Study material →
====================
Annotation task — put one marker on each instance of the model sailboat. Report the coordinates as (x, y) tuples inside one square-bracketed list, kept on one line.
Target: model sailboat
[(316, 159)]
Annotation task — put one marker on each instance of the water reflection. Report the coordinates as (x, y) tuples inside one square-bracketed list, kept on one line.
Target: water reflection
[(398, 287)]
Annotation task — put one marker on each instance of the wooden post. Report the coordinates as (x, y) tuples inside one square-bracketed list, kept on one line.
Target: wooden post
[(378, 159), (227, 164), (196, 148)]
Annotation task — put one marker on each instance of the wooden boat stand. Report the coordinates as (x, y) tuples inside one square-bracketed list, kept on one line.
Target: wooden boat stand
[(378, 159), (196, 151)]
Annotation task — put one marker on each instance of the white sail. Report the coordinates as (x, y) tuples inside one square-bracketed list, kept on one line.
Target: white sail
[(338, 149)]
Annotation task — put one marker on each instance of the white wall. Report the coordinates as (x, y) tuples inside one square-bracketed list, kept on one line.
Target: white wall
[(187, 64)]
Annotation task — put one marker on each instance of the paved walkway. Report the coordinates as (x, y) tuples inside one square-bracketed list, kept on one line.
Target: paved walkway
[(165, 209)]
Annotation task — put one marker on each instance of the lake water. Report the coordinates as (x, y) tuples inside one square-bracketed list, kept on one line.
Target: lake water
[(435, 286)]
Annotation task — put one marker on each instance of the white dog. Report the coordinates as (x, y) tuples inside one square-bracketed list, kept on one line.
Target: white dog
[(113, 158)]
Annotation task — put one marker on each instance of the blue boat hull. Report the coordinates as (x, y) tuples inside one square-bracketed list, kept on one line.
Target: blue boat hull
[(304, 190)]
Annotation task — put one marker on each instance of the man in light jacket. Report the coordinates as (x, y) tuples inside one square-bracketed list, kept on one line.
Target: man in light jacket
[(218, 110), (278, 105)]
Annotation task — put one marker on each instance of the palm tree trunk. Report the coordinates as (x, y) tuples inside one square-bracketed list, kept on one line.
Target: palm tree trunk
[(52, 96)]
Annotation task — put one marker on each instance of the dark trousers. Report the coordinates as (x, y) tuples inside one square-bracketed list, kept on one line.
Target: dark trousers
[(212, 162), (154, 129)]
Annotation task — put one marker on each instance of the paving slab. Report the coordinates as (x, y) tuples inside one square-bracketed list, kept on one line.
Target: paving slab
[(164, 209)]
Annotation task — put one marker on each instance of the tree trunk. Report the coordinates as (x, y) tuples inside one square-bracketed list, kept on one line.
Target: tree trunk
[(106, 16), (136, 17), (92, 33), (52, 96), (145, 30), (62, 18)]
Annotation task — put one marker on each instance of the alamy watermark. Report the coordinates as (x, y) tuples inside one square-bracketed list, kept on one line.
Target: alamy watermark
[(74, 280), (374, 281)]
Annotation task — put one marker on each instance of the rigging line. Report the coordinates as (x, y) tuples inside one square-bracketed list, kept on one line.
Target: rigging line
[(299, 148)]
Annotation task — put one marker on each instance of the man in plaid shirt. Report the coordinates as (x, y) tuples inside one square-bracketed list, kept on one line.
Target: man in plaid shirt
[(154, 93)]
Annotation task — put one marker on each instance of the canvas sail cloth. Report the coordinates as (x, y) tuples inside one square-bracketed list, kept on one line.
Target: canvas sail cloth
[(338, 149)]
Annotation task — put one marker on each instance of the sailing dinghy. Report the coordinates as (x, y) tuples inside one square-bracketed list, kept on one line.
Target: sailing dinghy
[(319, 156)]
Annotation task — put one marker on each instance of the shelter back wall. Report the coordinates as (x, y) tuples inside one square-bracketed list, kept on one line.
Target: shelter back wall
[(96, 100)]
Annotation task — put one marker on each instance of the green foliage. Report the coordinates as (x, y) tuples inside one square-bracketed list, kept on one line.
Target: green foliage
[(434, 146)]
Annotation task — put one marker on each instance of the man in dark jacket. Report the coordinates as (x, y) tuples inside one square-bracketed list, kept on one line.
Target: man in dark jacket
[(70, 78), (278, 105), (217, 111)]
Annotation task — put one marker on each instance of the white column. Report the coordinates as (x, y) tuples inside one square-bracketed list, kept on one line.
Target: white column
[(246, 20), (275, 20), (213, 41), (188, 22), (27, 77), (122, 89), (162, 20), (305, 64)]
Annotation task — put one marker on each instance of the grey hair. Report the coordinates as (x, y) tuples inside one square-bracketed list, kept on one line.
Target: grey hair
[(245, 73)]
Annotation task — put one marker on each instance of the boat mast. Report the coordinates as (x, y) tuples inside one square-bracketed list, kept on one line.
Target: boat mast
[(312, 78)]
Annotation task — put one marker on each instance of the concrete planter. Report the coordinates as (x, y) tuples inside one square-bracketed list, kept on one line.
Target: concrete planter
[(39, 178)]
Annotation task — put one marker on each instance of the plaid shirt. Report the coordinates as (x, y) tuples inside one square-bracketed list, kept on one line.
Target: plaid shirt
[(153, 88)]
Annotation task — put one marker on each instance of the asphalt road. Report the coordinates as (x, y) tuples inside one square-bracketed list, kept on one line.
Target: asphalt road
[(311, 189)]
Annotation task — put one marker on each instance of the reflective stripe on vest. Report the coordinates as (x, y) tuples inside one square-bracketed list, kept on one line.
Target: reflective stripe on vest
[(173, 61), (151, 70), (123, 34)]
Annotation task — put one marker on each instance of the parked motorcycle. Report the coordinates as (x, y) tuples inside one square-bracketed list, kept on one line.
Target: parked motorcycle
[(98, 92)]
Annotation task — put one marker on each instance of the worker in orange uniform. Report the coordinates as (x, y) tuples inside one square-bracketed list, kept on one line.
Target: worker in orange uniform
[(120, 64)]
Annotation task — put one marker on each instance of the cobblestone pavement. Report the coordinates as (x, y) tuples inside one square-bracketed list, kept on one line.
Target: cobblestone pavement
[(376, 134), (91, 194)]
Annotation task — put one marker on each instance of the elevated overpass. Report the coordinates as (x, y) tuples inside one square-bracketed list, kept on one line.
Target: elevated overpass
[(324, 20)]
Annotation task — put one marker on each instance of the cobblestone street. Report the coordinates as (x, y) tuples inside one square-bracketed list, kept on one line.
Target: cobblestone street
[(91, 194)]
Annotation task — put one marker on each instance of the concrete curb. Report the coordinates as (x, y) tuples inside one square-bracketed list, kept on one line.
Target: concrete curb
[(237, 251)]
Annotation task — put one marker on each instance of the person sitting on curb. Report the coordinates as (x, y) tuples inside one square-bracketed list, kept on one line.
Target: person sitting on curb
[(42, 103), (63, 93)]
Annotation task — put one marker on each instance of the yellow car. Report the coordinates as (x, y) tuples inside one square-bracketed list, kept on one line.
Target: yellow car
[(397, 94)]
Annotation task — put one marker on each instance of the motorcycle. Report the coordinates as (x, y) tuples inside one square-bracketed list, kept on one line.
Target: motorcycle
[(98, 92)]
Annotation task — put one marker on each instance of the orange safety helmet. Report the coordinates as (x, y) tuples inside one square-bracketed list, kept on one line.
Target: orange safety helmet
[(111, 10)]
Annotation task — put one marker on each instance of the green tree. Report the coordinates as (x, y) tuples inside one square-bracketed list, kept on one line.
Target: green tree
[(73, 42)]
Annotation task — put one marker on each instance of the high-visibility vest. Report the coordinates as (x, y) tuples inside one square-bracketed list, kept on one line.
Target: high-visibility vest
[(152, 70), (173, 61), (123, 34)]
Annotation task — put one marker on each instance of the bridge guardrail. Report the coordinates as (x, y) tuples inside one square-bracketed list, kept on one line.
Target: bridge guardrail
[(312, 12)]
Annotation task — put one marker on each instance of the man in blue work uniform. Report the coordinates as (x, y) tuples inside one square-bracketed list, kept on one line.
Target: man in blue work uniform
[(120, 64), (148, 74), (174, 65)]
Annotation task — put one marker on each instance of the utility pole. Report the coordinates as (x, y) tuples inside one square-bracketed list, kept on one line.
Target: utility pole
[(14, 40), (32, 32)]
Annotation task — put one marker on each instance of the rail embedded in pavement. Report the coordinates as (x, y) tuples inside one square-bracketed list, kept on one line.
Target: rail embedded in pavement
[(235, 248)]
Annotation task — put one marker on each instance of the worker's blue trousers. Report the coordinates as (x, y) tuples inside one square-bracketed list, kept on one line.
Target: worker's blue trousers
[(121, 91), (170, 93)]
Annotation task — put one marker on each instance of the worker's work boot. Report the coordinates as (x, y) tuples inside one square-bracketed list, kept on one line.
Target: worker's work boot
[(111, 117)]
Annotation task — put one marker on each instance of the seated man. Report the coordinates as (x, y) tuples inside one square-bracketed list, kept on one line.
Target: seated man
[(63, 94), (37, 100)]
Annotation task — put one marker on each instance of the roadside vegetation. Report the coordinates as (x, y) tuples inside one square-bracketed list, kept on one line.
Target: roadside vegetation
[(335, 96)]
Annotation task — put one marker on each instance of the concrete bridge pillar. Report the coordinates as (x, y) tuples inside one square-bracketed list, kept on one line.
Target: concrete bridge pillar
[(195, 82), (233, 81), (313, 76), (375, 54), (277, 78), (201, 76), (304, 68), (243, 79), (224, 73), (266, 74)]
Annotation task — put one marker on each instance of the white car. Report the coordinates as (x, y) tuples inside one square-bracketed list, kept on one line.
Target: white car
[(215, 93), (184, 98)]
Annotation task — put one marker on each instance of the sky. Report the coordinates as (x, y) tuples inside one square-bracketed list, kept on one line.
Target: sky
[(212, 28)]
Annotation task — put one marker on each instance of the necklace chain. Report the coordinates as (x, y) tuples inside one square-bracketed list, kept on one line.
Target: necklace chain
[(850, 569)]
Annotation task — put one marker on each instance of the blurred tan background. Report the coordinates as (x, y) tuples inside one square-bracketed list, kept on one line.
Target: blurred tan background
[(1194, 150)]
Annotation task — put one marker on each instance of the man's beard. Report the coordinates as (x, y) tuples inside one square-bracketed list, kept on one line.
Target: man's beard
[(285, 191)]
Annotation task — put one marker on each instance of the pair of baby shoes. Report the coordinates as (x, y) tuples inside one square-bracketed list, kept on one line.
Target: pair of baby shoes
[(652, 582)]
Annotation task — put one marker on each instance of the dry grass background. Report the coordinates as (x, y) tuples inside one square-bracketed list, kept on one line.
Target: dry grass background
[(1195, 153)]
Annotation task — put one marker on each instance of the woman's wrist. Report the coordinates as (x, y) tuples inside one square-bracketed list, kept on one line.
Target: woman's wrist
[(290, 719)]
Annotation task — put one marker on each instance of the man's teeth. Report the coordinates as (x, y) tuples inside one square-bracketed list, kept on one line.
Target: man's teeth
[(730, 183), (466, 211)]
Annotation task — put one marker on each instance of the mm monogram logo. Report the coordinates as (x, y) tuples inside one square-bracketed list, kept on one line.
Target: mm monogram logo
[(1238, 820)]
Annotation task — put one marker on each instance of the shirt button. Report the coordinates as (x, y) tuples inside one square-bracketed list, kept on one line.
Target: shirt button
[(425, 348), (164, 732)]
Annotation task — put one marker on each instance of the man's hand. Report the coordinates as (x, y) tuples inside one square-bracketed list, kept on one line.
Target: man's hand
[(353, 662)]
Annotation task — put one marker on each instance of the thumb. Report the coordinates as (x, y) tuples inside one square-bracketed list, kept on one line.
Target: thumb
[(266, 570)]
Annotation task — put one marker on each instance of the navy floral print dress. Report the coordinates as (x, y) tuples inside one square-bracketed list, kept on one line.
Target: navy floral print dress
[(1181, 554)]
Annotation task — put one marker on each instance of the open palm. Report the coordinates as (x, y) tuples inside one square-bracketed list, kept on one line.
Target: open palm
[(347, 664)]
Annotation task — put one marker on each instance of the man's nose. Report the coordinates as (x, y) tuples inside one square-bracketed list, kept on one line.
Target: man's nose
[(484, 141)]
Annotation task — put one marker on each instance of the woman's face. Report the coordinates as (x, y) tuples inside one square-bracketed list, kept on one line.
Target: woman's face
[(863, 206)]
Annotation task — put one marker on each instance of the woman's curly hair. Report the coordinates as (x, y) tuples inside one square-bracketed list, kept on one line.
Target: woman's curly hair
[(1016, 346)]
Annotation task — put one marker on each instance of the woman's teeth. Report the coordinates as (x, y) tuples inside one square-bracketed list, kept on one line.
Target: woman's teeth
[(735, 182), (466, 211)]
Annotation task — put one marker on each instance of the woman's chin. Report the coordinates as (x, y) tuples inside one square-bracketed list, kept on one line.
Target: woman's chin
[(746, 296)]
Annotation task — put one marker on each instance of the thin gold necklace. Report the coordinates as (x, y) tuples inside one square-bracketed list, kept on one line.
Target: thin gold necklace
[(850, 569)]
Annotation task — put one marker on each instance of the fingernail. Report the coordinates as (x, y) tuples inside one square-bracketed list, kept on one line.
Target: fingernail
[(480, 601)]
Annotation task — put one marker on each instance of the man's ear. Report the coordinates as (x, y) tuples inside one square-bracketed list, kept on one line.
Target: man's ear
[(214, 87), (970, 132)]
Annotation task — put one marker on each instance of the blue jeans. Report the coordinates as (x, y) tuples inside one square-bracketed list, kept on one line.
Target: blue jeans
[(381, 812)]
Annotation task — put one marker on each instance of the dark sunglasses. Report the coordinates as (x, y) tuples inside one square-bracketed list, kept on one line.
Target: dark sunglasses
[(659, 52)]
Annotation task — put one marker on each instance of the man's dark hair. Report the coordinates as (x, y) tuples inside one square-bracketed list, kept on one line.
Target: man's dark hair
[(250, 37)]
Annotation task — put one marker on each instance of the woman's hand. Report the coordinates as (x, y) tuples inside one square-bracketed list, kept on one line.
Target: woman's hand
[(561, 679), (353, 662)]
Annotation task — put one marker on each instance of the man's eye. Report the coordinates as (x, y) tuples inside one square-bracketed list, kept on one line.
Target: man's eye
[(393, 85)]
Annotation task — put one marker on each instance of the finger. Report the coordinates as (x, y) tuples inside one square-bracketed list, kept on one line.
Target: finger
====================
Task statement →
Copy out the lines above exactly, beginning at the one that contains "Target: concrete bridge pillar" and ending at the one that contains "of the sky.".

Response below →
Target: concrete bridge pillar
[(195, 82), (233, 81), (313, 76), (375, 54), (277, 78), (201, 76), (304, 68), (243, 79), (224, 73), (266, 74)]
Annotation task — put one marker on each instance of the white car. Report the coordinates as (x, y) tuples inside one square-bracketed list, kept on one line.
Target: white car
[(215, 93), (184, 98)]
Annotation task — put one marker on each instance of the sky. Report the coordinates as (x, y) tuples inside one square-bracketed list, kept on one line.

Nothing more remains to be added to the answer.